** BEGIN MATERIALS PROVIDED **
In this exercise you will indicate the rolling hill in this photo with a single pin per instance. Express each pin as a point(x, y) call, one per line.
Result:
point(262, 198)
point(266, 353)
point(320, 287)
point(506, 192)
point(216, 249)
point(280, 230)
** END MATERIALS PROVIDED **
WORK TO DO → Copy each of the items above word for word, line by line, with nothing changed.

EXERCISE SOLUTION →
In this exercise you will indicate the rolling hill in this photo with a single pin per instance. Express each pin as a point(x, y) call, one per line.
Result:
point(262, 198)
point(266, 353)
point(320, 287)
point(506, 192)
point(216, 249)
point(280, 230)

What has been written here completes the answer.